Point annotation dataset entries
▶

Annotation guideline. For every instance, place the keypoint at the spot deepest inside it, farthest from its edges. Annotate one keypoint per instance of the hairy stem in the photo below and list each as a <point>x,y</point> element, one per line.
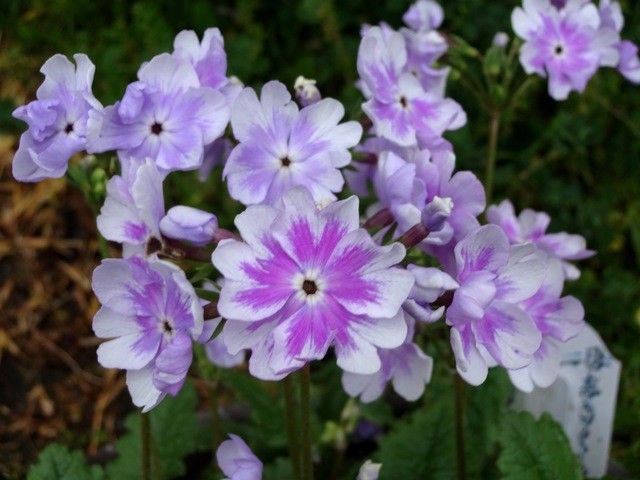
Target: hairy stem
<point>459,395</point>
<point>292,425</point>
<point>145,447</point>
<point>492,150</point>
<point>305,423</point>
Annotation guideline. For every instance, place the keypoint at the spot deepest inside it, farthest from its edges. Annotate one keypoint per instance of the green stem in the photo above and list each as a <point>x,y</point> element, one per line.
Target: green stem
<point>459,394</point>
<point>292,425</point>
<point>494,130</point>
<point>216,423</point>
<point>305,394</point>
<point>145,453</point>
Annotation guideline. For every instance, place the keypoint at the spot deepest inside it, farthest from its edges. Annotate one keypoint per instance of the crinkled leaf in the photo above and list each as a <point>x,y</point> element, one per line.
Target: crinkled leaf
<point>535,450</point>
<point>421,447</point>
<point>175,432</point>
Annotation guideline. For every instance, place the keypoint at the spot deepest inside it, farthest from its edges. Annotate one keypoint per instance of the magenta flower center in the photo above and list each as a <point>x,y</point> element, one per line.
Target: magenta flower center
<point>309,287</point>
<point>156,128</point>
<point>285,161</point>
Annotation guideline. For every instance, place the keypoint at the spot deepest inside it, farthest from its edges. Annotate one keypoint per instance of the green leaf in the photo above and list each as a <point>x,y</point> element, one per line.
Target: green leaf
<point>421,447</point>
<point>279,469</point>
<point>267,409</point>
<point>485,407</point>
<point>57,462</point>
<point>535,450</point>
<point>174,435</point>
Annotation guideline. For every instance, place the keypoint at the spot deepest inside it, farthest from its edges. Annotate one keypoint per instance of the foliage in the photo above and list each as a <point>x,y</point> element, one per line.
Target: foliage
<point>175,433</point>
<point>535,450</point>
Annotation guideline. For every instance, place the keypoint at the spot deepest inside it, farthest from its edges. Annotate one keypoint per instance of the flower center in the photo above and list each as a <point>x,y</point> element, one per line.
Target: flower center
<point>153,245</point>
<point>285,161</point>
<point>309,287</point>
<point>167,328</point>
<point>156,128</point>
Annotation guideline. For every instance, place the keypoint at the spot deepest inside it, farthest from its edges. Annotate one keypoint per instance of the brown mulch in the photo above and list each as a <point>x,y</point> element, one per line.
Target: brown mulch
<point>51,387</point>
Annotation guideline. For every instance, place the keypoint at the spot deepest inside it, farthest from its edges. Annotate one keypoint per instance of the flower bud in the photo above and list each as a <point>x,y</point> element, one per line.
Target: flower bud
<point>191,224</point>
<point>306,91</point>
<point>500,40</point>
<point>436,213</point>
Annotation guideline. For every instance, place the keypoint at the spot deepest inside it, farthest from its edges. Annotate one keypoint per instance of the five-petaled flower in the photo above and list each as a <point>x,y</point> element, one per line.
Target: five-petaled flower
<point>304,279</point>
<point>152,315</point>
<point>57,120</point>
<point>282,146</point>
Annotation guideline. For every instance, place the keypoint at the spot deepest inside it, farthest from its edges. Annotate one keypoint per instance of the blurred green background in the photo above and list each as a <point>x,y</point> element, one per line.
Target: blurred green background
<point>579,160</point>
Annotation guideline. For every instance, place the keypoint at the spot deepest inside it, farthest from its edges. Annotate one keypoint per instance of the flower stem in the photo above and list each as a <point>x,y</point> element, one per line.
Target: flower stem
<point>305,394</point>
<point>459,395</point>
<point>145,447</point>
<point>494,130</point>
<point>292,425</point>
<point>216,421</point>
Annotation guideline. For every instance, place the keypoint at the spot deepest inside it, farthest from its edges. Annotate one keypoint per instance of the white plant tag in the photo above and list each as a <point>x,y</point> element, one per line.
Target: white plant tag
<point>582,399</point>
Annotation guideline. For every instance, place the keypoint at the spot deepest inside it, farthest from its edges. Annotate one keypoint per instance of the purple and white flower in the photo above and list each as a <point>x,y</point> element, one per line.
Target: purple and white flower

◀

**REQUEST:**
Format the part of the entries that opens with the line containing "the flower bud" and closes with the line containing "<point>306,91</point>", both lines included, as a JSON list of strings with one string per line and blank lines left out.

**FULL RESPONSE:**
[
  "Annotation guideline. For every instance, place the keypoint at the spot deepest inside it, farthest from its edges. Annotate one keypoint per instance of the flower bud in the photo above and list each as a <point>x,y</point> element, one per line.",
  "Target: flower bud",
  "<point>191,224</point>",
  "<point>306,91</point>"
]